→ **Exercises**
(a) In the article on shaped food and health, rewrite the paragraph beginning "Remember, the more appropriately shaped it is" as a short bulleted list that keeps its main facts.
(b) Carry the article on shaped food and health forward from its final sentence, writing the next part in the same style.

→ **Provided text**
****************
Nov 13, 2014

More ‘shaped’ the food, the worse it is for health

While healthy bodies come in all shapes and sizes, food does not. The next time you are attracted by that finely “shaped” food item, beware.
Remember, the more appropriately shaped it is, the worse it is for your health. Experts in India have found that such food items have more trans-fatty acids (TFA), the biggest villain for the body that increases bad cholesterol, raises blood pressure and could lead to various metabolic disorders, like diabetes. The four-year study by the Diabetes Foundation of India, National Diabetes, Obesity and Cholesterol Foundation and IIT also revealed that the TFA increased immensely if the oil for frying was “re-utilised”, a practice found to be adopted by 96 per cent of respondents.
While so far there is limited data in India on the content of TFAs in fried and baked food items, their formation in re-heated oil or their consumption among the general population in India, this is the first study of its kind to find that vanaspati is the main source of TFAs in India, providing approximately 40 per cent TFAs. Experts therefore recommend using mustard oil, olive oil or canola oil, and no vanaspati at all. “This study clearly shows that if proper oil and method of cooking are not chosen properly, the possibility of developing diabetes and heart disease is high,” said Dr Anoop Misra, chairman, Fortis, C-DOC Centre of Excellence for Diabetes, Metabolic Diseases and Endocrinology. Experts found a 20-25 per cent increase in TFA after the oil was reused. “We found that when we keep refrying the oil, the oil developed TFA which kept increasing each time the oil was reused,” said Dr Swati Bhardwaj, senior research officer, DFI.
****************
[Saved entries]
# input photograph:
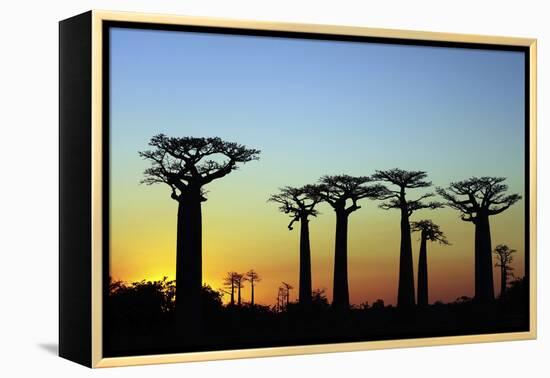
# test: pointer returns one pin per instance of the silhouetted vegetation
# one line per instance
(477, 199)
(253, 277)
(187, 165)
(300, 204)
(504, 256)
(148, 317)
(141, 320)
(429, 231)
(397, 199)
(342, 193)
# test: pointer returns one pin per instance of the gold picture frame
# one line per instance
(93, 263)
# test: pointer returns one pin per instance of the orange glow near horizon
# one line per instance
(143, 244)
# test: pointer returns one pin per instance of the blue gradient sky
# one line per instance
(313, 108)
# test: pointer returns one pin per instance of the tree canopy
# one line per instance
(478, 195)
(430, 230)
(183, 161)
(337, 190)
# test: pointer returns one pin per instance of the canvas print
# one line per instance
(277, 190)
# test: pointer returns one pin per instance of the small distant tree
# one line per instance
(377, 304)
(253, 278)
(477, 199)
(319, 299)
(287, 288)
(342, 193)
(429, 231)
(300, 204)
(230, 282)
(397, 199)
(504, 257)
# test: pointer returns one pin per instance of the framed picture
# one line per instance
(236, 189)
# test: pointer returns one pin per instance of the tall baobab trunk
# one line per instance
(423, 272)
(239, 294)
(340, 298)
(189, 261)
(405, 293)
(484, 289)
(503, 279)
(305, 263)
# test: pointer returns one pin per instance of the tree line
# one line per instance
(188, 164)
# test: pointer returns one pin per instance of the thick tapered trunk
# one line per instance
(189, 262)
(484, 289)
(340, 298)
(239, 296)
(305, 264)
(503, 278)
(405, 293)
(423, 273)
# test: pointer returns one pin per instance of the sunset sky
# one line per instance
(313, 108)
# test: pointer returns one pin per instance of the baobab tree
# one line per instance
(429, 231)
(342, 193)
(187, 165)
(230, 283)
(397, 199)
(300, 204)
(252, 277)
(477, 199)
(287, 287)
(239, 284)
(504, 256)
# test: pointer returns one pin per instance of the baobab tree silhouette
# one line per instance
(504, 256)
(478, 198)
(338, 191)
(397, 199)
(239, 280)
(300, 204)
(252, 277)
(287, 287)
(429, 231)
(230, 282)
(187, 165)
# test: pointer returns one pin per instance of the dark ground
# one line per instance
(140, 319)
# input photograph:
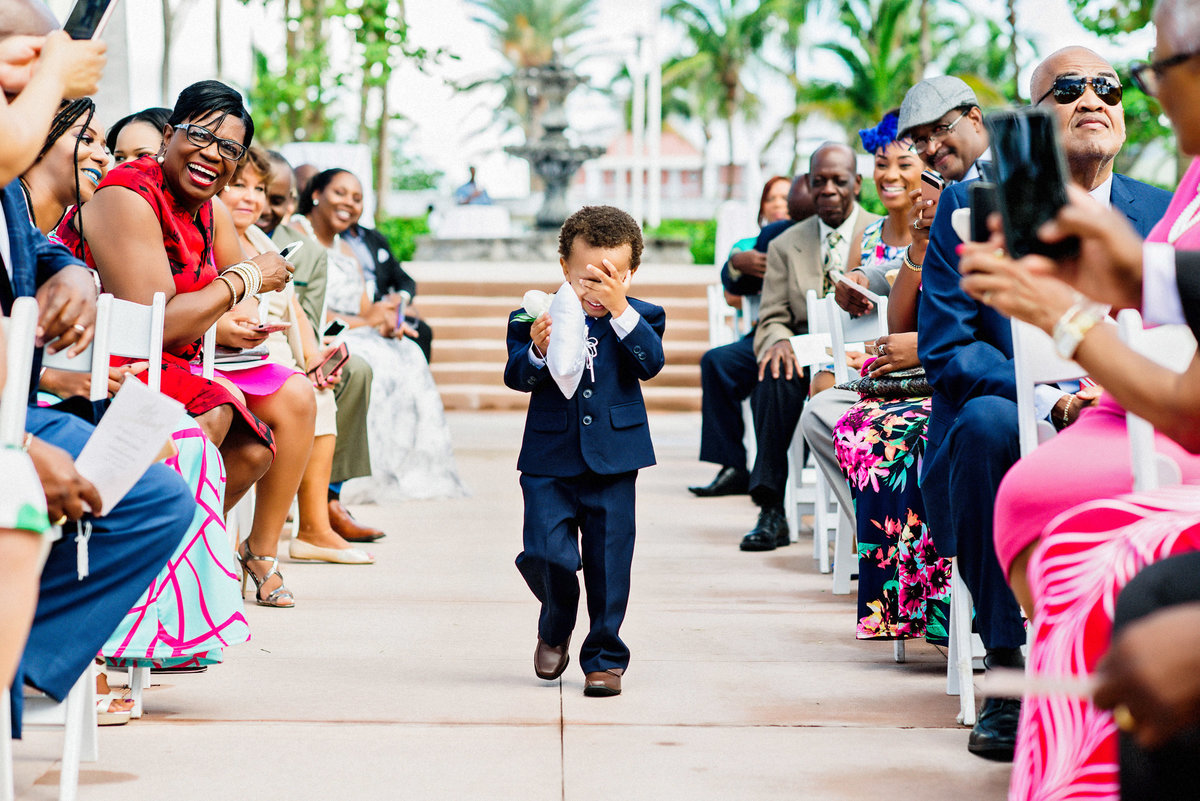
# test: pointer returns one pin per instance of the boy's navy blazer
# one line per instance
(603, 428)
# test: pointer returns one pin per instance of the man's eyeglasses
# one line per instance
(202, 138)
(1147, 76)
(937, 133)
(1069, 89)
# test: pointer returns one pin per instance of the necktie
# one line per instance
(832, 260)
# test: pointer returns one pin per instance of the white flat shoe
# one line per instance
(307, 552)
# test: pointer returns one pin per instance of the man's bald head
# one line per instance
(27, 18)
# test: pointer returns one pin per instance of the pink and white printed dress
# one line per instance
(1066, 747)
(193, 608)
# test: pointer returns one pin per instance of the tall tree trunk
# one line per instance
(217, 38)
(924, 47)
(383, 151)
(1012, 52)
(729, 175)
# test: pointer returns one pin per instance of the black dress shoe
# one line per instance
(994, 735)
(729, 481)
(769, 533)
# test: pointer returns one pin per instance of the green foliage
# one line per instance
(1113, 17)
(701, 235)
(402, 233)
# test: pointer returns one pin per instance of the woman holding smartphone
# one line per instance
(292, 345)
(411, 451)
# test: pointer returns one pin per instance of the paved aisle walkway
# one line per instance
(413, 679)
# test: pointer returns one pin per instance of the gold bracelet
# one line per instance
(909, 263)
(233, 291)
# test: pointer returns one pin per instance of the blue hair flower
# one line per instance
(881, 136)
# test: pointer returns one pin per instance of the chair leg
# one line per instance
(960, 673)
(139, 680)
(6, 775)
(78, 703)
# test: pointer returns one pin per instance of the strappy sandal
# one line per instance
(281, 597)
(105, 712)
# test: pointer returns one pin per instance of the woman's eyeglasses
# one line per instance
(1147, 76)
(1071, 89)
(202, 138)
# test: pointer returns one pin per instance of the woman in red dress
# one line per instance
(165, 233)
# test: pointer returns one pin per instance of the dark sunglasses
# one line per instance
(1068, 90)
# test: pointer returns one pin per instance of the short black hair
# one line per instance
(601, 227)
(155, 116)
(317, 184)
(207, 97)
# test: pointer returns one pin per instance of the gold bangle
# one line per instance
(909, 263)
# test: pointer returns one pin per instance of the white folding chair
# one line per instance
(847, 332)
(133, 331)
(77, 712)
(1173, 347)
(723, 318)
(803, 491)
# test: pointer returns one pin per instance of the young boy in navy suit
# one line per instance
(580, 456)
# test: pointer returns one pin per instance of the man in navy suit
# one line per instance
(580, 455)
(967, 353)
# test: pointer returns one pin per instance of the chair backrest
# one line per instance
(735, 221)
(850, 330)
(723, 318)
(1173, 347)
(123, 329)
(1036, 361)
(21, 332)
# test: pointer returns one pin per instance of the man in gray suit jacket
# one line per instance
(798, 259)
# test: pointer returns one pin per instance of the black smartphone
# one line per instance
(984, 200)
(1031, 175)
(89, 17)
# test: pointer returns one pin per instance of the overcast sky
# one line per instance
(443, 124)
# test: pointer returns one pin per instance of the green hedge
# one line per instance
(402, 233)
(701, 235)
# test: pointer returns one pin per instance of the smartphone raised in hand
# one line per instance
(1031, 175)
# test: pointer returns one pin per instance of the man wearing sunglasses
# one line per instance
(967, 353)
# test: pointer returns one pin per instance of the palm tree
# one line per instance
(726, 35)
(881, 53)
(528, 34)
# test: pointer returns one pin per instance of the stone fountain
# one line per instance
(552, 157)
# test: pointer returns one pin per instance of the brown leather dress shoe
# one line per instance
(550, 661)
(601, 684)
(349, 529)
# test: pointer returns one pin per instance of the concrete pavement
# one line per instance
(413, 679)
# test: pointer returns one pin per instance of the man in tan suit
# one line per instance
(798, 259)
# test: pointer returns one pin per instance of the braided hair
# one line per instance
(70, 112)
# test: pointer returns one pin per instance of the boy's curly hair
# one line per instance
(601, 227)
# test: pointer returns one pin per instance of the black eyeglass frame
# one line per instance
(207, 138)
(1071, 84)
(1140, 68)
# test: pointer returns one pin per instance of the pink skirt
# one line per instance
(1087, 461)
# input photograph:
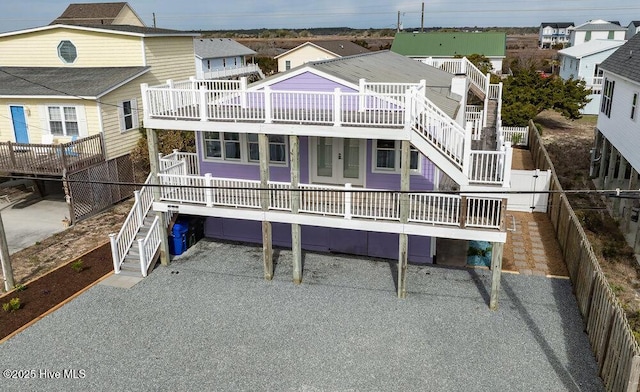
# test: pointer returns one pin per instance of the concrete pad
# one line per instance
(33, 219)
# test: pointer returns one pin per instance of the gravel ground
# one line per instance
(210, 322)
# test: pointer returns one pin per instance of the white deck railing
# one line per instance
(122, 242)
(231, 71)
(345, 202)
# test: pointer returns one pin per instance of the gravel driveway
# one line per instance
(210, 322)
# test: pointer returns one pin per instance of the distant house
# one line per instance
(317, 50)
(583, 62)
(633, 29)
(616, 159)
(553, 34)
(223, 58)
(99, 14)
(596, 29)
(438, 46)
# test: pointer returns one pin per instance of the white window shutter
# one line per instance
(121, 117)
(83, 129)
(135, 113)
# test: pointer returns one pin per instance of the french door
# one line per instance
(337, 160)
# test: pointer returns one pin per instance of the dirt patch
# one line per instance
(62, 247)
(44, 293)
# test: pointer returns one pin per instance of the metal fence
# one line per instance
(92, 190)
(612, 341)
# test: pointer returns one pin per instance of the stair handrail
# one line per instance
(440, 130)
(121, 242)
(148, 246)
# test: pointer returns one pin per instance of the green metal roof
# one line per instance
(490, 44)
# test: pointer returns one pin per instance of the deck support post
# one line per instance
(267, 246)
(496, 272)
(296, 243)
(154, 163)
(403, 241)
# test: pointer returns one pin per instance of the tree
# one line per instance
(527, 93)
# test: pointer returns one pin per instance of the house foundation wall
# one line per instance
(321, 239)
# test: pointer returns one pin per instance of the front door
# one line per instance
(337, 161)
(19, 124)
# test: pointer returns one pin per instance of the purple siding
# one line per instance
(382, 245)
(308, 81)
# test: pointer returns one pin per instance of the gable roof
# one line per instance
(207, 48)
(599, 25)
(384, 67)
(490, 44)
(625, 61)
(93, 13)
(137, 31)
(338, 48)
(591, 47)
(557, 25)
(65, 82)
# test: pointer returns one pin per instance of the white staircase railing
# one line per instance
(440, 130)
(122, 242)
(148, 246)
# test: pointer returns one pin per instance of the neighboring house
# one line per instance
(223, 58)
(99, 14)
(552, 34)
(315, 51)
(80, 103)
(632, 29)
(583, 62)
(313, 158)
(448, 45)
(616, 158)
(596, 29)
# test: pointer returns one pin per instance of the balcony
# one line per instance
(51, 159)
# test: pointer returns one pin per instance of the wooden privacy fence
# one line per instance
(612, 341)
(90, 192)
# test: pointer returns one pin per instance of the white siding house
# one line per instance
(596, 29)
(583, 62)
(616, 157)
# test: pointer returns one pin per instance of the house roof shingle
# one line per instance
(625, 61)
(490, 44)
(62, 81)
(387, 67)
(90, 13)
(590, 47)
(557, 25)
(207, 48)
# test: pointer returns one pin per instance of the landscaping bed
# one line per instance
(46, 292)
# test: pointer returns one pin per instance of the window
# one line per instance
(243, 147)
(63, 120)
(128, 112)
(67, 52)
(607, 96)
(387, 156)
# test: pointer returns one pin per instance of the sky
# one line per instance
(360, 14)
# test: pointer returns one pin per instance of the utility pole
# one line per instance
(7, 271)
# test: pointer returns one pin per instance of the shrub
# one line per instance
(77, 265)
(12, 305)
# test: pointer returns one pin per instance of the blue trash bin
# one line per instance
(178, 237)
****************
→ **Answer set**
(a)
- The more appropriately shaped a food item is, the worse it is for health.
- Experts in India found that such foods contain more trans-fatty acids (TFA), which increase bad cholesterol, raise blood pressure and could lead to metabolic disorders such as diabetes.
- A four-year study by the Diabetes Foundation of India, the National Diabetes, Obesity and Cholesterol Foundation and IIT found that TFA increased immensely when frying oil was reused.
- 96 percent of respondents reused their frying oil.

(b)
Admitting that many household cannot afford to throw away oil that has been used once, Dr Bhardwaj recommend that either the oil used for frying should be very little or it should be used to prepare vegetables.
Experts also said that natural TFA found in items like milk, curds and cottage cheese are not so good either.
Experts found that while the TFA content of parantha, bread pakora, gulabjamun and bhatura had relatively low levels of TFA content per 100g, per serving their TFA content may be high. TFA content in fried food items like bhujia, samosa, potato chips, French fries, tikki and aloo chaat ranged from 1.48g/100g to 1.02g/100g. In baked items like patties, bakery biscuits, pastries, burgers, rusk and pizza, TFA ranged between 1.58g/100g and 0.22g/100g. The study found the total TFA content in a cheese slice was 0.4g/100g and that mayonnaise (vegetarian) had having a lower level (1.95g/100g) of the food item as compared to egg mayonnaise (2.98g/100g of food item).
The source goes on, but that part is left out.